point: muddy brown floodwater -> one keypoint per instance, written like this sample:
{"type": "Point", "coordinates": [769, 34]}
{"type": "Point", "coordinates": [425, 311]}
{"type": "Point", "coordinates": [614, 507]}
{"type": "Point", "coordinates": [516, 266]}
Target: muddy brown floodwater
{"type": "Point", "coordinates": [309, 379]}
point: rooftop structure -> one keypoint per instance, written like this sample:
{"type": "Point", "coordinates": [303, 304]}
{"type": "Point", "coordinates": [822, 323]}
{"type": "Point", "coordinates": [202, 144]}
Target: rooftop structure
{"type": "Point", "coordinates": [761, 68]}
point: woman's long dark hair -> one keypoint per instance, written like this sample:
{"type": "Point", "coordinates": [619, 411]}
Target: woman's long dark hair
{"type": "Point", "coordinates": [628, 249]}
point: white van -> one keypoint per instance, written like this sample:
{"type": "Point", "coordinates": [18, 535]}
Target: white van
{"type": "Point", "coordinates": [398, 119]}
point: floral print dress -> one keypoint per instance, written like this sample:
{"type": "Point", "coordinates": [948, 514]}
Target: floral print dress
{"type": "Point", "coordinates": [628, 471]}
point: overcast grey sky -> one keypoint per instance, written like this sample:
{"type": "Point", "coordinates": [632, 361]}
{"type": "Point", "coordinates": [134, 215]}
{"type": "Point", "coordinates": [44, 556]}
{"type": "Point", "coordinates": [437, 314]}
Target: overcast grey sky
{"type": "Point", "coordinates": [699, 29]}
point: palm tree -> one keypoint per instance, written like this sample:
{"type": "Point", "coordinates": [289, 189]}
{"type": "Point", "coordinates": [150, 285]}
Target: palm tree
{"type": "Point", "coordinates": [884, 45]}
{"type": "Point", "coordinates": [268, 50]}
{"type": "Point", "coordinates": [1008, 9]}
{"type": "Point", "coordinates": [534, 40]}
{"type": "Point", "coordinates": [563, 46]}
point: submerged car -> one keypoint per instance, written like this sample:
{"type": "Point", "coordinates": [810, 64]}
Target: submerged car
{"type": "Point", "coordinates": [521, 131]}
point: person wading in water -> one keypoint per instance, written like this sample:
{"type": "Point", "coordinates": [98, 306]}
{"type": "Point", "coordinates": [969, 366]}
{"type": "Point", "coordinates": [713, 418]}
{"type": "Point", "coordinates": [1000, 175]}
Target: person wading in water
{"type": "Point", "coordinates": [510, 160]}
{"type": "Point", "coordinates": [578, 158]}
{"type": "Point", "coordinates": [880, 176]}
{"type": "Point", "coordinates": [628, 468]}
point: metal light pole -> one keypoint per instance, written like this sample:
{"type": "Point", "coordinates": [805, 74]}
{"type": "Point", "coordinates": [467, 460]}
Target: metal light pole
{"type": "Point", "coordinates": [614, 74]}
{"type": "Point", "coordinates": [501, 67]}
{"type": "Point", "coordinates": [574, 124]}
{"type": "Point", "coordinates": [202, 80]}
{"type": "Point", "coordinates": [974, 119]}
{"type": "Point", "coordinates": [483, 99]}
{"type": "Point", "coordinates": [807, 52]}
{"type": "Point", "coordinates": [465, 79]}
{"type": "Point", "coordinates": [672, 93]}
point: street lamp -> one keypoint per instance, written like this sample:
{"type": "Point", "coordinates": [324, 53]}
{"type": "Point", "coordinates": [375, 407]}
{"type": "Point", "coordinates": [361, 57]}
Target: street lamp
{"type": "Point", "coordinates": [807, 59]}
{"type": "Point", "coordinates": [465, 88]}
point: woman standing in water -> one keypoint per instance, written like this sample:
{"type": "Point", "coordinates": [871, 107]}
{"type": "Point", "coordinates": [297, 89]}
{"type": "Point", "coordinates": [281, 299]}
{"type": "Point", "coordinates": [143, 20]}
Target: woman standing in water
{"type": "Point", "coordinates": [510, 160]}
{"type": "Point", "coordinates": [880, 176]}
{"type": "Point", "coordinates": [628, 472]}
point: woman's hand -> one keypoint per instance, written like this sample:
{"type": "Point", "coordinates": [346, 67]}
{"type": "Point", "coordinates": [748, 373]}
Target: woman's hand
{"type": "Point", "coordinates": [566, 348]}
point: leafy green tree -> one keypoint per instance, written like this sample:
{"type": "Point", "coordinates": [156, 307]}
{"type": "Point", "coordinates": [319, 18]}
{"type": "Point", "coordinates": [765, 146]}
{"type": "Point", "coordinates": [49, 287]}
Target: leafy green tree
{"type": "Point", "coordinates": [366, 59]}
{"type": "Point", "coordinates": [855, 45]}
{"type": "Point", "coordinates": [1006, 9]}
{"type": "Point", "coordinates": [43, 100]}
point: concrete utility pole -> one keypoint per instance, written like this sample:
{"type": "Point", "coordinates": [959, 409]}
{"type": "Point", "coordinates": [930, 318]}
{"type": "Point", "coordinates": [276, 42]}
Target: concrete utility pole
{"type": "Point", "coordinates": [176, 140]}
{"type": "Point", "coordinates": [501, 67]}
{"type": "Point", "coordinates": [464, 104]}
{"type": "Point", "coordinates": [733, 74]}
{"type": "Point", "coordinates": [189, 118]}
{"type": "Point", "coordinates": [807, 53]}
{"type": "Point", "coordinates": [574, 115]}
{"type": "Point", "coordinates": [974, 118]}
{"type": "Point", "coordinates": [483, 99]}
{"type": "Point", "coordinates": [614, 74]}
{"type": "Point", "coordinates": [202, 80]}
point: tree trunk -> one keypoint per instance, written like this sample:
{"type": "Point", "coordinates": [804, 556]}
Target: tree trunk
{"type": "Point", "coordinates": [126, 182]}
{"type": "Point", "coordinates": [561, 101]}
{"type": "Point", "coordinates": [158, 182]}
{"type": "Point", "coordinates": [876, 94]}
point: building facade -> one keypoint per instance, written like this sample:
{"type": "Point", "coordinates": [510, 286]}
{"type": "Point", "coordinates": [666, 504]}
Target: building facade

....................

Problem description → The response should consist of all the entries, transcribed exactly.

Solution for this problem →
point: muddy brown floodwater -> one keypoint per instance, written like this sample:
{"type": "Point", "coordinates": [769, 34]}
{"type": "Point", "coordinates": [425, 311]}
{"type": "Point", "coordinates": [614, 507]}
{"type": "Point", "coordinates": [516, 266]}
Target: muddy brown floodwater
{"type": "Point", "coordinates": [309, 379]}
point: rooftop structure -> one keypoint per instance, written like this sample:
{"type": "Point", "coordinates": [303, 304]}
{"type": "Point", "coordinates": [822, 323]}
{"type": "Point", "coordinates": [202, 144]}
Target: rooftop structure
{"type": "Point", "coordinates": [761, 68]}
point: woman's long dark hair -> one keypoint per instance, written like this sample:
{"type": "Point", "coordinates": [619, 411]}
Target: woman's long dark hair
{"type": "Point", "coordinates": [628, 249]}
point: white van -> one keypoint per instance, written like this sample:
{"type": "Point", "coordinates": [18, 535]}
Target: white van
{"type": "Point", "coordinates": [398, 119]}
point: floral print dress -> one keypoint per instance, written like this sample:
{"type": "Point", "coordinates": [948, 514]}
Target: floral print dress
{"type": "Point", "coordinates": [628, 471]}
point: overcast grey sky -> one keypoint per instance, written like this sample:
{"type": "Point", "coordinates": [632, 361]}
{"type": "Point", "coordinates": [134, 215]}
{"type": "Point", "coordinates": [44, 556]}
{"type": "Point", "coordinates": [437, 314]}
Target: overcast grey sky
{"type": "Point", "coordinates": [699, 29]}
point: palm tree -> one keypoint per instance, written like this sample:
{"type": "Point", "coordinates": [289, 189]}
{"type": "Point", "coordinates": [150, 285]}
Target: palm tree
{"type": "Point", "coordinates": [884, 45]}
{"type": "Point", "coordinates": [268, 50]}
{"type": "Point", "coordinates": [1008, 9]}
{"type": "Point", "coordinates": [534, 40]}
{"type": "Point", "coordinates": [563, 46]}
point: submerged car -> one keypoint per instance, written like this sample:
{"type": "Point", "coordinates": [810, 64]}
Target: submerged car
{"type": "Point", "coordinates": [521, 131]}
point: person wading in water -> one keypoint per instance, written like this sample:
{"type": "Point", "coordinates": [98, 306]}
{"type": "Point", "coordinates": [969, 366]}
{"type": "Point", "coordinates": [713, 418]}
{"type": "Point", "coordinates": [1000, 175]}
Target: person wading in water
{"type": "Point", "coordinates": [510, 160]}
{"type": "Point", "coordinates": [578, 158]}
{"type": "Point", "coordinates": [880, 176]}
{"type": "Point", "coordinates": [628, 468]}
point: metal light pole -> one keypoint per instance, written like this sample:
{"type": "Point", "coordinates": [805, 74]}
{"type": "Point", "coordinates": [467, 460]}
Target: metal light pole
{"type": "Point", "coordinates": [614, 74]}
{"type": "Point", "coordinates": [501, 67]}
{"type": "Point", "coordinates": [574, 124]}
{"type": "Point", "coordinates": [202, 80]}
{"type": "Point", "coordinates": [974, 119]}
{"type": "Point", "coordinates": [483, 99]}
{"type": "Point", "coordinates": [807, 52]}
{"type": "Point", "coordinates": [465, 79]}
{"type": "Point", "coordinates": [672, 93]}
point: street lamp -> one keypoint per instance, written like this sample:
{"type": "Point", "coordinates": [324, 53]}
{"type": "Point", "coordinates": [375, 407]}
{"type": "Point", "coordinates": [361, 57]}
Target: street lamp
{"type": "Point", "coordinates": [807, 59]}
{"type": "Point", "coordinates": [465, 88]}
point: woman standing in water -> one keypoint per instance, written like this sample:
{"type": "Point", "coordinates": [871, 107]}
{"type": "Point", "coordinates": [297, 89]}
{"type": "Point", "coordinates": [281, 299]}
{"type": "Point", "coordinates": [143, 20]}
Target: woman standing in water
{"type": "Point", "coordinates": [510, 160]}
{"type": "Point", "coordinates": [880, 176]}
{"type": "Point", "coordinates": [628, 472]}
point: woman's hand -> one keypoint per instance, written like this sample:
{"type": "Point", "coordinates": [346, 67]}
{"type": "Point", "coordinates": [748, 373]}
Target: woman's hand
{"type": "Point", "coordinates": [566, 348]}
point: leafy green tree -> one keypoint per instance, written like this sample:
{"type": "Point", "coordinates": [156, 307]}
{"type": "Point", "coordinates": [319, 18]}
{"type": "Point", "coordinates": [765, 146]}
{"type": "Point", "coordinates": [49, 287]}
Target: leafy green tree
{"type": "Point", "coordinates": [366, 59]}
{"type": "Point", "coordinates": [855, 45]}
{"type": "Point", "coordinates": [1006, 9]}
{"type": "Point", "coordinates": [43, 100]}
point: concrete utility pole -> one keypoint per instance, written like this sample:
{"type": "Point", "coordinates": [959, 409]}
{"type": "Point", "coordinates": [930, 318]}
{"type": "Point", "coordinates": [276, 42]}
Target: concrete utility pole
{"type": "Point", "coordinates": [176, 140]}
{"type": "Point", "coordinates": [501, 67]}
{"type": "Point", "coordinates": [464, 104]}
{"type": "Point", "coordinates": [733, 74]}
{"type": "Point", "coordinates": [189, 118]}
{"type": "Point", "coordinates": [807, 53]}
{"type": "Point", "coordinates": [574, 115]}
{"type": "Point", "coordinates": [974, 118]}
{"type": "Point", "coordinates": [483, 99]}
{"type": "Point", "coordinates": [614, 74]}
{"type": "Point", "coordinates": [202, 80]}
point: tree trunk -> one keypoint per instance, written like this sample:
{"type": "Point", "coordinates": [804, 556]}
Target: tree trunk
{"type": "Point", "coordinates": [126, 182]}
{"type": "Point", "coordinates": [561, 101]}
{"type": "Point", "coordinates": [158, 182]}
{"type": "Point", "coordinates": [876, 94]}
point: building facade -> one keypoint per instance, written like this sample:
{"type": "Point", "coordinates": [510, 286]}
{"type": "Point", "coordinates": [666, 504]}
Target: building facade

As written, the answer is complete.